** START OF Task input **

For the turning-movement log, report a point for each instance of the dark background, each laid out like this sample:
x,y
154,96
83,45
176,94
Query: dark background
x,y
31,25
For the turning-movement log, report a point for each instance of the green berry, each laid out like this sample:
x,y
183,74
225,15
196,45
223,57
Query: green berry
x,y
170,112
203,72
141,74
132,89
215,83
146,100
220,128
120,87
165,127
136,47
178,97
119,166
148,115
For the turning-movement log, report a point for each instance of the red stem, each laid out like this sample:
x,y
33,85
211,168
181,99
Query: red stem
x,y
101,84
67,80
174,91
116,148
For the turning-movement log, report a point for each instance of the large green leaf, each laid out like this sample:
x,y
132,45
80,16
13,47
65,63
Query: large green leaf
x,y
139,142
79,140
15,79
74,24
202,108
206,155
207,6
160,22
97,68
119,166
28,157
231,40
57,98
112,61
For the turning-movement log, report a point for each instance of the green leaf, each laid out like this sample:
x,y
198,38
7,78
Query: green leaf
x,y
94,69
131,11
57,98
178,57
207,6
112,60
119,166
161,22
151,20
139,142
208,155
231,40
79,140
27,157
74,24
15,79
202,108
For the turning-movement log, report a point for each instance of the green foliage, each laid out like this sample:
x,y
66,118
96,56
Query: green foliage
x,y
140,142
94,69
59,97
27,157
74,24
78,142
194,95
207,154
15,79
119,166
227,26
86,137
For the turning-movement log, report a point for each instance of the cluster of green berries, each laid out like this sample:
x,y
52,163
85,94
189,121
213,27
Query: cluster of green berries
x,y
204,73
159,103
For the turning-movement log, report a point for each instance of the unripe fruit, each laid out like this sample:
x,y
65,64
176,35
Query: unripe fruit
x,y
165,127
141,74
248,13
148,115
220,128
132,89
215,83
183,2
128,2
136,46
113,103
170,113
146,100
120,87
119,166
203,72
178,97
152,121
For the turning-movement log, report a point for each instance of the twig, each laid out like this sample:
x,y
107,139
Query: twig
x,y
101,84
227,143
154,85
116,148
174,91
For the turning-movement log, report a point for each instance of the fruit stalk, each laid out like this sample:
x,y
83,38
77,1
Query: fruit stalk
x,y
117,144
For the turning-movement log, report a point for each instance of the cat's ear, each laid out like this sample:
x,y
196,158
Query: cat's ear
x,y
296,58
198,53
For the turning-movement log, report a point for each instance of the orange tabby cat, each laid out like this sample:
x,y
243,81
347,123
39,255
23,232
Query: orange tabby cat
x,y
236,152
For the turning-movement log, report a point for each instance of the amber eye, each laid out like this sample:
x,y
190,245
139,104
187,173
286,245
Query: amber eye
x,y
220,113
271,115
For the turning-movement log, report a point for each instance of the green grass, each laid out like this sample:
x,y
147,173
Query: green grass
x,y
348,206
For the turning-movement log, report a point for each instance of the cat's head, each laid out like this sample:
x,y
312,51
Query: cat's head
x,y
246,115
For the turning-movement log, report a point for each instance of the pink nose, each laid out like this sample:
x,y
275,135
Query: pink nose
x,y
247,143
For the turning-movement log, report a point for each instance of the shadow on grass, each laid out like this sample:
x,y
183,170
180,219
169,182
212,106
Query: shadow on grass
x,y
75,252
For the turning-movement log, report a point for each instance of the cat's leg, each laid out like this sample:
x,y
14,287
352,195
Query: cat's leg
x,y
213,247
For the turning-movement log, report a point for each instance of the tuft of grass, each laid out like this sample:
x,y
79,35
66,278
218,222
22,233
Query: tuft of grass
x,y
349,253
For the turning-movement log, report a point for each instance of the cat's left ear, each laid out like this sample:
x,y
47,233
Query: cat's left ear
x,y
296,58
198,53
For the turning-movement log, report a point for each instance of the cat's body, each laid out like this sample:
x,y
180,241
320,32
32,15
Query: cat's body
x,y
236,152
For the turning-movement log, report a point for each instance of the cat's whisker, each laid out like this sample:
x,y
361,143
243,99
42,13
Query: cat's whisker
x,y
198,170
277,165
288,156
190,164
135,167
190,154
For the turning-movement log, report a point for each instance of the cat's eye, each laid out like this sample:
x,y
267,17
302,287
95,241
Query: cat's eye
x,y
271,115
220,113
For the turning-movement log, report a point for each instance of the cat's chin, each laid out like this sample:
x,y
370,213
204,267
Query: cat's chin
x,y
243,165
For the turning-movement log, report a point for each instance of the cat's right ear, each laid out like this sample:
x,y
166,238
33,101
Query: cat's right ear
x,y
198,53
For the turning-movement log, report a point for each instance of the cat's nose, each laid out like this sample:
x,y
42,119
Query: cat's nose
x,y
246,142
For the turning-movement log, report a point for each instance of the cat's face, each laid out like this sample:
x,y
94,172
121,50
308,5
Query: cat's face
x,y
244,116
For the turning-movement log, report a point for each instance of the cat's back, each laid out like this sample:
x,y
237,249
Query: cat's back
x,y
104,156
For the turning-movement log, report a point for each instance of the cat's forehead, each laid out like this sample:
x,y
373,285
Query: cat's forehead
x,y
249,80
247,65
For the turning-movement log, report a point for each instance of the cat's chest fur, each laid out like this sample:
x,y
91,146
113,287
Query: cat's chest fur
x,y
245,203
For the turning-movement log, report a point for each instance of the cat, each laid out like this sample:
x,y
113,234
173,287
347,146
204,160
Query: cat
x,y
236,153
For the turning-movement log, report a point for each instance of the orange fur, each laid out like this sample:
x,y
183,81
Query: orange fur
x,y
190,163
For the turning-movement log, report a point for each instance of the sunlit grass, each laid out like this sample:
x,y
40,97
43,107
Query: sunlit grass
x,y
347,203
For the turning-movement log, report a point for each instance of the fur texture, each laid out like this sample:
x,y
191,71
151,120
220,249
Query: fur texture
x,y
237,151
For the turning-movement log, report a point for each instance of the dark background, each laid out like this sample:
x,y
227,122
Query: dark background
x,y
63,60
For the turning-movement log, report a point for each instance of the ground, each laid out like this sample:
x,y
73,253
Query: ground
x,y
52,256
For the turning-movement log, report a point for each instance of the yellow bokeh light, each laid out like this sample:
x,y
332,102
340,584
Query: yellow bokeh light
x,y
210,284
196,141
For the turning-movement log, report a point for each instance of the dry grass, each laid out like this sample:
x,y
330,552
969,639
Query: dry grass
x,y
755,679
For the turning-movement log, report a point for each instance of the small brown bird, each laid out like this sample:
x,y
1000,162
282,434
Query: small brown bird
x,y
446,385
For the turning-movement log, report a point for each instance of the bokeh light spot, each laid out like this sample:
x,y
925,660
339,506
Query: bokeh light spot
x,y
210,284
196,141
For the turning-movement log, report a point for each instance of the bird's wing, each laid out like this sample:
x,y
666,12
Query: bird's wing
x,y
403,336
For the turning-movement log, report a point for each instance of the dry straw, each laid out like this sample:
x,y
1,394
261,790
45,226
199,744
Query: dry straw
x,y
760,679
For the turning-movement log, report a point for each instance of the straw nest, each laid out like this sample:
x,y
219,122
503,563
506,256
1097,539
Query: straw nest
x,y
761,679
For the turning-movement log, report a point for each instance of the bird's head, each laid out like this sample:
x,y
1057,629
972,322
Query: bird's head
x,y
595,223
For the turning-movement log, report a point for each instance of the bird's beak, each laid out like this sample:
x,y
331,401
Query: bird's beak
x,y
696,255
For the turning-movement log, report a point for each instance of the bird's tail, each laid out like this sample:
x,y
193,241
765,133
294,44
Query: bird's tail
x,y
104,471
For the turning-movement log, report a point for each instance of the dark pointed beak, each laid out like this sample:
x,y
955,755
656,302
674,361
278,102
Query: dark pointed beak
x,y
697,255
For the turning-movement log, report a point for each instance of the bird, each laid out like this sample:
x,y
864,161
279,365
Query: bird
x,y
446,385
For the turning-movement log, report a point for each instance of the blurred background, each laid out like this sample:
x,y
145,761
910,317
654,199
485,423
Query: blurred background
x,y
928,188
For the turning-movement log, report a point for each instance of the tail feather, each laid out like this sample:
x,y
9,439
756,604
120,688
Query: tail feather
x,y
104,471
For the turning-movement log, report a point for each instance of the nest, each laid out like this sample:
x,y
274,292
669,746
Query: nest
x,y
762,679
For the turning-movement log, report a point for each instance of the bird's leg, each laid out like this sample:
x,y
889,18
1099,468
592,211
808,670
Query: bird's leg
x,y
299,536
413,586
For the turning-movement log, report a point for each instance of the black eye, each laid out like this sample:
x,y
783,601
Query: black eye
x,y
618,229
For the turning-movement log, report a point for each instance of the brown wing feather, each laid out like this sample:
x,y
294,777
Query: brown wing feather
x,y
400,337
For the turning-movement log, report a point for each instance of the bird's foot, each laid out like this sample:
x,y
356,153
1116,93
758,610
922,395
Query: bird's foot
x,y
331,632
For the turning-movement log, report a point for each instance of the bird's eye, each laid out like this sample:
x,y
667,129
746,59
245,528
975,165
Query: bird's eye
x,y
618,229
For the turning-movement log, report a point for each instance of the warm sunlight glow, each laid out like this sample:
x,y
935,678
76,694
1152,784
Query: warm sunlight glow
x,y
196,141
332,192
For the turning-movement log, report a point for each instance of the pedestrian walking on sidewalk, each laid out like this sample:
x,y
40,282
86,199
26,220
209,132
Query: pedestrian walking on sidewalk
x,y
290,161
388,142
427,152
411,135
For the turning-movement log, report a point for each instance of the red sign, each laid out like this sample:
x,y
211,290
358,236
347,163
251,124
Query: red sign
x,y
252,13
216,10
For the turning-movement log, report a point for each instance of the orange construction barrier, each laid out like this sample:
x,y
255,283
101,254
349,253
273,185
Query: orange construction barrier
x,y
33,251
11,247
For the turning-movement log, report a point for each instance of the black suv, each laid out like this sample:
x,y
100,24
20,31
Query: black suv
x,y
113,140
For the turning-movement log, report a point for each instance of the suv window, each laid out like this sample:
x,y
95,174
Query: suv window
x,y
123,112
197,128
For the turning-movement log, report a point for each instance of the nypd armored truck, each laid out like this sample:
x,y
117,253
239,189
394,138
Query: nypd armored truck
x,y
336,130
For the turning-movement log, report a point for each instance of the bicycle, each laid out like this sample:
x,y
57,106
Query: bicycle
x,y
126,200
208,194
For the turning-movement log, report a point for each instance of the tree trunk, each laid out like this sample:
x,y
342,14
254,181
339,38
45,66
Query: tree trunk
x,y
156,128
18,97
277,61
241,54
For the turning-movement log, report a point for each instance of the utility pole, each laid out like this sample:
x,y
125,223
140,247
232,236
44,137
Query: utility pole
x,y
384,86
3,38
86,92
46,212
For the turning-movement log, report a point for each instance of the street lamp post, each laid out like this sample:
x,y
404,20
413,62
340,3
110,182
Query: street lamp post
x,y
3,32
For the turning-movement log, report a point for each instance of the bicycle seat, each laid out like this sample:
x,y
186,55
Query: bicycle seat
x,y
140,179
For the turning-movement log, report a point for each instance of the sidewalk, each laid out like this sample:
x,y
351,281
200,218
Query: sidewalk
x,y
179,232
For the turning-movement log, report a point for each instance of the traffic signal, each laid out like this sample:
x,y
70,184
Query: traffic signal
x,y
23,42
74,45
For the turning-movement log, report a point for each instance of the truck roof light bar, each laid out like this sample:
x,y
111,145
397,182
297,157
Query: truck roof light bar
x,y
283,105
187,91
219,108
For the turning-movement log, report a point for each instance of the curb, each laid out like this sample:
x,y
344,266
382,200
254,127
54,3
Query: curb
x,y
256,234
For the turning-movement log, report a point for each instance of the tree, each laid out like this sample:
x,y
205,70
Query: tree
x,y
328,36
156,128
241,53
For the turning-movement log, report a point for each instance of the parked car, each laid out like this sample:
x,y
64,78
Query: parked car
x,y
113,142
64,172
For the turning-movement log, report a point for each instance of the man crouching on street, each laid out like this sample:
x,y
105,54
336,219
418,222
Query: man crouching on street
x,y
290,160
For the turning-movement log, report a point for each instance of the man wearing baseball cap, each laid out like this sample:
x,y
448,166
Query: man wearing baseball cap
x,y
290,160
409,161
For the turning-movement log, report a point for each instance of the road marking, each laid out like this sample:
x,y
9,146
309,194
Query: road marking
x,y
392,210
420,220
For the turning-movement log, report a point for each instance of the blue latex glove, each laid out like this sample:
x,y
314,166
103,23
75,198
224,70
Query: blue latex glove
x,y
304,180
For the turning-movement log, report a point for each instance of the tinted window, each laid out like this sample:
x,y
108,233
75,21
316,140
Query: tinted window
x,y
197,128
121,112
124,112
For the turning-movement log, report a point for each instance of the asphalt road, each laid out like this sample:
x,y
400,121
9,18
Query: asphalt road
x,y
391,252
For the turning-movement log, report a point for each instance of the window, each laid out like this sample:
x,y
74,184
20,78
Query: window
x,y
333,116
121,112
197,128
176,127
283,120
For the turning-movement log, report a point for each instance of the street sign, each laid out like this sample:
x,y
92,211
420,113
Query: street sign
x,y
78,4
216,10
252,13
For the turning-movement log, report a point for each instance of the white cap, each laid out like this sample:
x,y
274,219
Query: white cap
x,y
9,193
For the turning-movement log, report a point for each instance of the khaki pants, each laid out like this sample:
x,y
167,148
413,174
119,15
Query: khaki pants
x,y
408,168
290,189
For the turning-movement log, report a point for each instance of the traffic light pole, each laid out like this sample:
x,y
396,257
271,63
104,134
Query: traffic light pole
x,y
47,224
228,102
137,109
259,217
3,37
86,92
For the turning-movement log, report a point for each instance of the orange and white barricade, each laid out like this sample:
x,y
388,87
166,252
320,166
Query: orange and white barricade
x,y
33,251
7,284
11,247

** END OF Task input **

What to produce →
Convert the rows above, from the line containing "the traffic light" through the last line of the rows, both included, into a JSON list of strings with one string per line and no blank lines.

Problem solution →
[
  "For the turning-movement log, report a point for each instance of the traffic light pole, each laid out like this sample:",
  "x,y",
  "396,257",
  "271,63",
  "104,134",
  "Query: traffic light pole",
  "x,y",
  "47,224",
  "228,102",
  "137,109",
  "259,217",
  "3,37",
  "86,92",
  "For the turning-movement log, report a point for each instance of the orange and white barricade, each laid out like this sample:",
  "x,y",
  "388,87",
  "166,252",
  "320,166",
  "Query: orange and white barricade",
  "x,y",
  "33,251",
  "7,284",
  "11,247"
]